The three questions that arose before this Court were:

1.Has the applicant demonstrated a proper basis for Livesey ACJ and David JA to conclude that they should not sit in this matter;

2.Is the refusal to grant a stay an “interlocutory judgment” within the meaning of ss 3 and 42(1a) of the Magistrates Court Act 1991 (SA), for which permission to appeal is required; and

3.Has the applicant demonstrated that it is in the interests of justice that permission to appeal be granted by this Court?

Held (Livesey ACJ and David JA), refusing the application to disqualify, refusing an extension of time and refusing permission to appeal:

1.The applicant has failed to demonstrate any proper basis upon which Livesey ACJ and David JA should refrain from sitting on this matter.

2.The applicant has failed to demonstrate that it would be in the interests of justice to grant permission to appeal.

3.      As permission to appeal should be refused, there is no utility in granting an extension of time.

Criminal Law Consolidation Act 1935 (SA) ss 20ab(1)(B), 20(3), S20AA(3); Joint Criminal Rules 2022 (SA) rr 193.1(3), 196.2; Magistrates Court Act 1991 (SA) ss 3, 42; Summary Offences Act 1953 (SA) s 6(2); Supreme Court Act 1935 (SA) s 50(4)(a)(ii), referred to.
Contract Mining Services Pty Ltd v Adelaide Brighton Cement Ltd [2020] SASC 69; Fede v Police; Di Fede v Police [2023] SASCA 47; DT v Chief Executive of the Department for Child Protection [2021] SASC 138; DT v Chief Executive of The Department for Child Protection [2022] SASCA 28; Ebner v Official Trustee and Bankruptcy (2000) 205 CLR 337; Fletcher v Australian Health Practitioner Regulation Agency [2023] SASCA 36; Harris Scarfe Ltd (in liq) v Ernst & Young (No 2) [2005] SASC 168; Kharisteas v Kharisteas (2021) 273 CLR 289; Kowalski v Mitsubishi Motors Australia Staff Superannuation Pty Ltd & Anor [2017] SASCFC 17; McDonald v Attorney-General for the State of South Australia [2022] SASCA 43; McDonald v Attorney-General for the State of South Australia [2023] SASCA 132; Minister for Immigration & Multicultural Affairs v Jia Legeng (2001) 205 CLR 507; Oatley v Commonwealth Director of Public Prosecutions [2021] SASCA 108; Obeid v The Queen (2016) 90 ALJR 47; QYFM v Minister for Immigration, Citizenship, Migrant Services and Multicultural Affairs (2023) ALJR 419; Re JRL; ex parte CJL (1986) 161 CLR 342; Rogers v Police [2017] 130 SASR 190; R v Geoffrey (a pseudonym) [2024] SASCA 40; R v Marshall [2023] SASCA 105; R v Rich (Ruling No 21) [2009] VSC 32; Schneider v Curtis [1967] Qd R 300; Sedmak v Police [2008] SASC 307; Scott v Police [2025] SASC 64; Scott v Scott [2022] SASCA 33, considered.

-=-=-=-=-

| What to work on |
[1] According to the case summary, why is there no utility in granting an extension of time?
[2] Copy the case summary word for word from "2.The applicant has" to "extension of time.".
The records aren't needed for this work.

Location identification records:
-=-=-=-=-

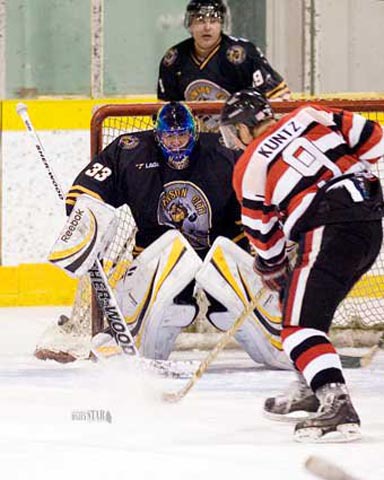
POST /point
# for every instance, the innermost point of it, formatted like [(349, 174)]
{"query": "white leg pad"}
[(227, 275), (147, 291)]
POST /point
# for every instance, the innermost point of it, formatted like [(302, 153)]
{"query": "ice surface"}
[(216, 432)]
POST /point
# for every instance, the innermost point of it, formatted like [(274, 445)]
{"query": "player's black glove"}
[(273, 276)]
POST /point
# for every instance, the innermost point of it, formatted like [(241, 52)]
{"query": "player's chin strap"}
[(104, 293)]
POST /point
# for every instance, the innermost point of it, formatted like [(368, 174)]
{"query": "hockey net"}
[(359, 319)]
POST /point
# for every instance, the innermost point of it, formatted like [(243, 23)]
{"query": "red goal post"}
[(364, 307)]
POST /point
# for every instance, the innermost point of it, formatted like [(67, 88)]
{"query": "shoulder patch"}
[(236, 54), (128, 142), (170, 57)]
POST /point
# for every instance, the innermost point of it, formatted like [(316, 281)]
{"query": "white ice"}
[(217, 431)]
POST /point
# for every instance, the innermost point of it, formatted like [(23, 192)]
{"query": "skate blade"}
[(348, 432), (292, 417)]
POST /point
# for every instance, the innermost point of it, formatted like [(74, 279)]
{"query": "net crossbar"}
[(364, 306)]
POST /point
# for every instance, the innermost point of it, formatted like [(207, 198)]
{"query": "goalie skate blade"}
[(349, 432)]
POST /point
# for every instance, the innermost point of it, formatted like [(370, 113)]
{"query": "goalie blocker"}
[(149, 295)]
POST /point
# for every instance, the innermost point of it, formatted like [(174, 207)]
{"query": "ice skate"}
[(297, 403), (337, 420)]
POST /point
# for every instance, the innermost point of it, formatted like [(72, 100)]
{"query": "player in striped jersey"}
[(306, 178)]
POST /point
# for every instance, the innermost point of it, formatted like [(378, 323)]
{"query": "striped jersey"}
[(279, 175)]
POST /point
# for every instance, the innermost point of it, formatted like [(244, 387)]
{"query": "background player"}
[(211, 65), (307, 178), (172, 178)]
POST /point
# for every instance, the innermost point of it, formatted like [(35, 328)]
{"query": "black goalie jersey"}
[(233, 65), (199, 201)]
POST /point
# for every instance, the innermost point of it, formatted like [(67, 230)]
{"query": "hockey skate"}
[(337, 420), (299, 402)]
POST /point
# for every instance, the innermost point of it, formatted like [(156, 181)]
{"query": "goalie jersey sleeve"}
[(285, 177), (233, 65), (199, 201)]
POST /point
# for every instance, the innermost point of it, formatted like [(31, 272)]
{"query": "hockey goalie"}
[(178, 185)]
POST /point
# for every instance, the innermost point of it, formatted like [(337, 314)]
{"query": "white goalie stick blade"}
[(361, 361), (104, 347), (322, 468)]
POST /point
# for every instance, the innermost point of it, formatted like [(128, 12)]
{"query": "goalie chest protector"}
[(199, 200)]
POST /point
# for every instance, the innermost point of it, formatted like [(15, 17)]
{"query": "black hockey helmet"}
[(205, 8), (176, 132), (247, 106)]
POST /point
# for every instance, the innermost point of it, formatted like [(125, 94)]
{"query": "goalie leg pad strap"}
[(227, 275), (85, 236)]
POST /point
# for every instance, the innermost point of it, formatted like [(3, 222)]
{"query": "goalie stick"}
[(173, 397), (104, 294), (359, 361)]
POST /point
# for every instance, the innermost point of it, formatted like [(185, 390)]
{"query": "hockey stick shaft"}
[(104, 294), (174, 397)]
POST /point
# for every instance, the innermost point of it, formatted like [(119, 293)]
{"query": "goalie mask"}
[(176, 133), (202, 9), (247, 107)]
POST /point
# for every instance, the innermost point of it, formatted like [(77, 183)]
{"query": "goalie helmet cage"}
[(362, 310)]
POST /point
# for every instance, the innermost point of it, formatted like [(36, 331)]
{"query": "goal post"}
[(364, 307)]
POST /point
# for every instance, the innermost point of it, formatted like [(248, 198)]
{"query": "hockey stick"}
[(173, 397), (322, 468), (104, 294)]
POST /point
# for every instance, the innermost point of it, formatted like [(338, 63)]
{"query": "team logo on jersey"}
[(205, 90), (184, 206), (170, 57), (128, 142), (236, 54)]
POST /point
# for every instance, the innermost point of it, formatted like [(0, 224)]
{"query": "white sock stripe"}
[(322, 362), (299, 337)]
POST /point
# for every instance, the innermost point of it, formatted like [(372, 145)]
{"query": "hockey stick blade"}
[(174, 397), (322, 468)]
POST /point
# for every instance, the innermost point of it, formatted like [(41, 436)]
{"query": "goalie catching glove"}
[(86, 235), (273, 276)]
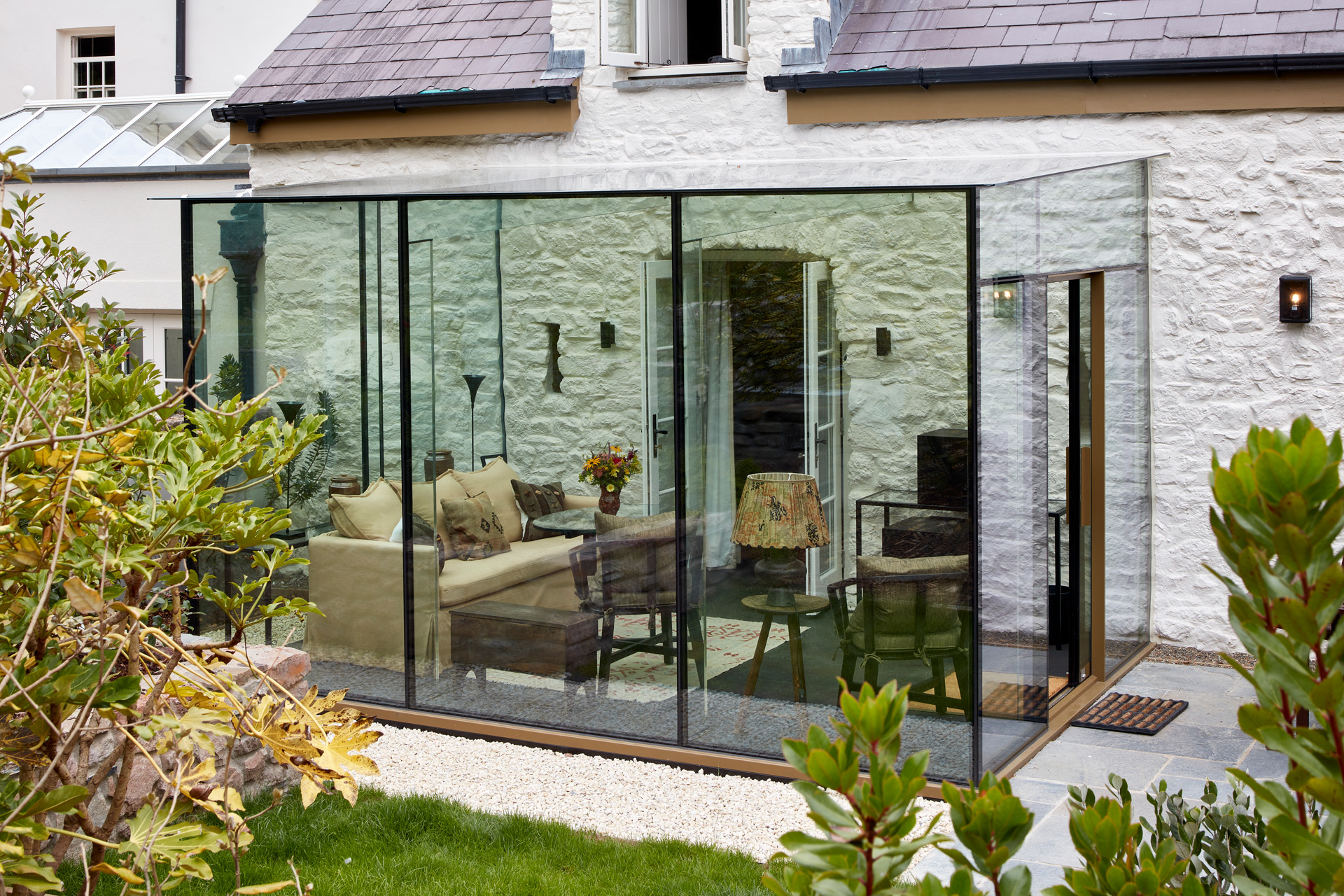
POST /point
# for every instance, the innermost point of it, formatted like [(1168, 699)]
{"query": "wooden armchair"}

-=-=-=-=-

| Answers for the exercise |
[1] Because permission to appeal should be refused.

[2]
2.The applicant has failed to demonstrate that it would be in the interests of justice to grant permission to appeal.

3.      As permission to appeal should be refused, there is no utility in granting an extension of time.